_EXERCISE SET_
1 - From the user guide, give again the part that begins at the words "User guide¶" and stops after the words "next E step 8.".
2 - In the user guide, what are the core components of Bob's machine learning packages?
3 - Rewrite as a short list the user guide paragraph that begins "The EM algorithm is an iterative method", keeping its main facts.

_PASSAGE TO READ_

**********

User guide¶

The EM algorithm is an iterative method that estimates parameters for statistical models, where the model depends on unobserved latent variables. The EM iteration alternates between performing an expectation (E) step, which creates a function for the expectation of the log-likelihood evaluated using the current estimate for the parameters, and a maximization (M) step, which computes parameters maximizing the expected log-likelihood found on the E step. These parameter-estimates are then used to determine the distribution of the latent variables in the next E step 8.

Machines and trainers are the core components of Bob’s machine learning packages. Machines represent statistical models or other functions defined by parameters that can be learned by trainers or manually set. Below you will find machine/trainer guides for learning techniques available in this package.

**********

_MATERIAL SUPPLIED_
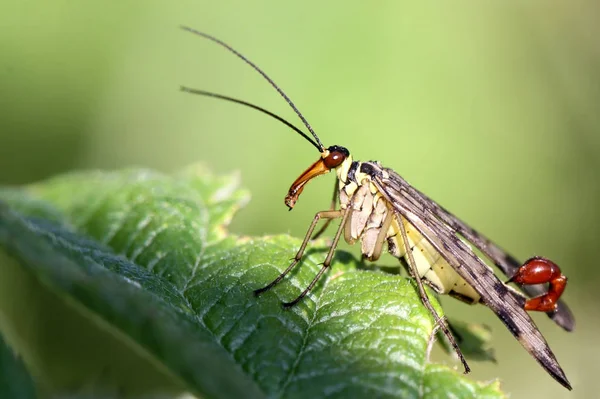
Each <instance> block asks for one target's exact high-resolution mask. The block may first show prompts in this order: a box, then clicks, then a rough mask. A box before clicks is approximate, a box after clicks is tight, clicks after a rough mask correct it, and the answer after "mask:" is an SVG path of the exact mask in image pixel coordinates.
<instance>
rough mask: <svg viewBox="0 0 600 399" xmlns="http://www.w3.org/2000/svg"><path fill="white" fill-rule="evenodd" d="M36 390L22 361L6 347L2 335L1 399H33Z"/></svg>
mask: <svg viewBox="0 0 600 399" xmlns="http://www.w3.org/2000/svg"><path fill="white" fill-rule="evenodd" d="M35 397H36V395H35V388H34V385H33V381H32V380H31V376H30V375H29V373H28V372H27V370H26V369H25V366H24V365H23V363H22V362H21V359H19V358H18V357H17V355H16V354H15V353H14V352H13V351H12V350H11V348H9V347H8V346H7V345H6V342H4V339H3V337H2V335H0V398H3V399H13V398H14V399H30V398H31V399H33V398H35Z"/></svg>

**********

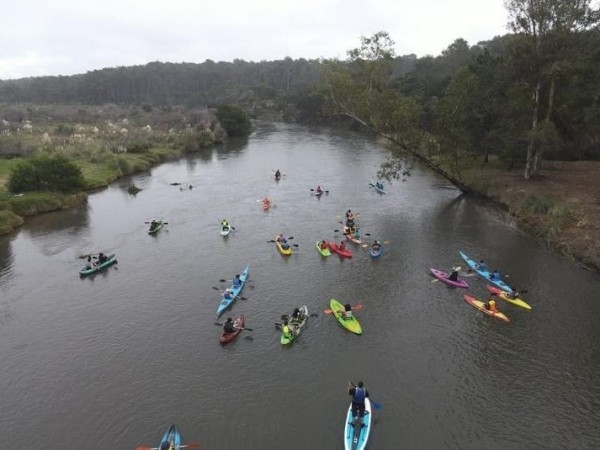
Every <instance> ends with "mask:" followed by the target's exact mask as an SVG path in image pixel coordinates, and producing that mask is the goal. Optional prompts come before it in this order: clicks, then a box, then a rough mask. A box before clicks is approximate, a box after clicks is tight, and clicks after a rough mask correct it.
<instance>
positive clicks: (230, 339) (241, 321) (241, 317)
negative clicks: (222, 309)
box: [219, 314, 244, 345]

**********

_RESULTS OF THE TASKS_
1 -
User guide¶

The EM algorithm is an iterative method that estimates parameters for statistical models, where the model depends on unobserved latent variables. The EM iteration alternates between performing an expectation (E) step, which creates a function for the expectation of the log-likelihood evaluated using the current estimate for the parameters, and a maximization (M) step, which computes parameters maximizing the expected log-likelihood found on the E step. These parameter-estimates are then used to determine the distribution of the latent variables in the next E step 8.

2 - Machines and trainers.

3 -
- The EM algorithm is an iterative method that estimates parameters for statistical models that depend on unobserved latent variables.
- Each iteration alternates between two steps:
  - Expectation (E) step: creates a function for the expectation of the log-likelihood, evaluated using the current parameter estimates.
  - Maximization (M) step: computes the parameters that maximize the expected log-likelihood found in the E step.
- These parameter estimates then determine the distribution of the latent variables in the next E step.